Reproduce the material below with every "instance" changed to "occurrence" and nothing else altered, leaving the pictures out of your answer.
--- BEGIN RECORDS FOR THIS TASK ---
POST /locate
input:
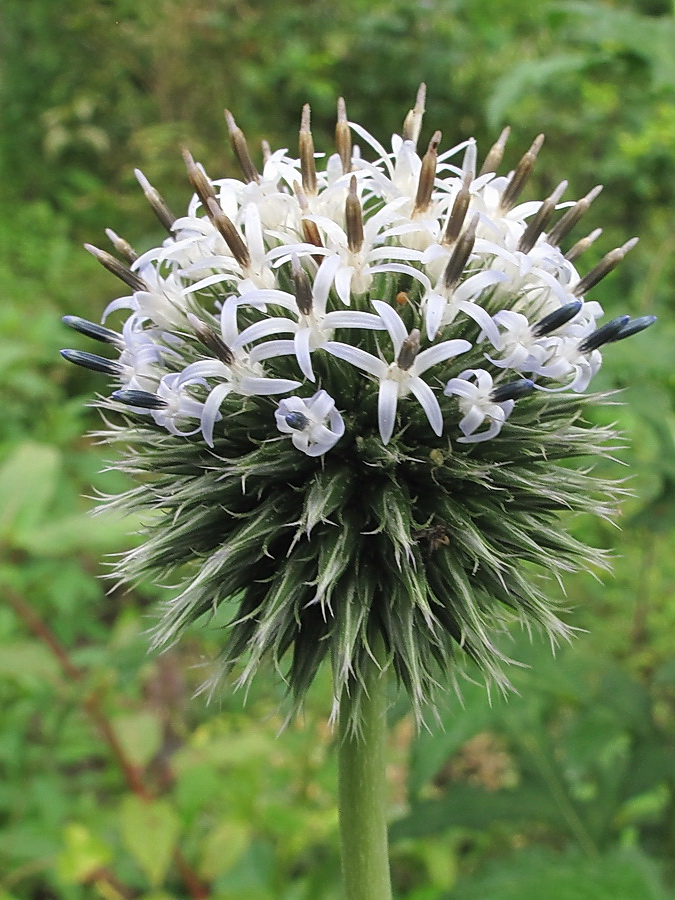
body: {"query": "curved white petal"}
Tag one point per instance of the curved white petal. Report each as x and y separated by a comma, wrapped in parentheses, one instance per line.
(302, 352)
(357, 357)
(394, 324)
(269, 349)
(343, 283)
(439, 353)
(386, 408)
(429, 403)
(264, 329)
(210, 413)
(261, 387)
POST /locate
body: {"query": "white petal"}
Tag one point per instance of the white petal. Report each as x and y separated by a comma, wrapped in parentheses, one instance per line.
(492, 431)
(269, 349)
(397, 330)
(264, 329)
(386, 408)
(357, 357)
(403, 270)
(438, 353)
(324, 280)
(261, 387)
(461, 388)
(302, 353)
(472, 420)
(210, 413)
(348, 319)
(429, 403)
(343, 283)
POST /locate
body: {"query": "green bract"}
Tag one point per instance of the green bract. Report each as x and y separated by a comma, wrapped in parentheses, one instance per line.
(352, 397)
--- END RECORDS FOR THIS TASK ---
▸ THE REPLY
POST /locate
input:
body: {"query": "curved white petal"}
Tag one point per occurrence of the curved white petal. Report each as x and y separated by a comma, wrapped in parentheses, one occurrence per line.
(302, 352)
(357, 357)
(394, 324)
(269, 349)
(343, 283)
(439, 353)
(386, 408)
(429, 403)
(264, 329)
(210, 413)
(261, 387)
POST /locate
body: {"query": "white petal"}
Tag one point per occurrence of the white petal. Report each as x and y separated by a comma, wrapped in parentheses, one occurrence per line.
(492, 431)
(269, 349)
(397, 330)
(264, 329)
(386, 408)
(357, 357)
(403, 270)
(438, 353)
(324, 280)
(261, 387)
(461, 388)
(302, 353)
(472, 420)
(210, 413)
(348, 319)
(429, 403)
(343, 283)
POST /locate
body: {"query": "green bract"}
Tag one point per occurrence of the green bract. Report each as x and y separated by a comma, wrapped in parentheses, one occurrence per line.
(352, 397)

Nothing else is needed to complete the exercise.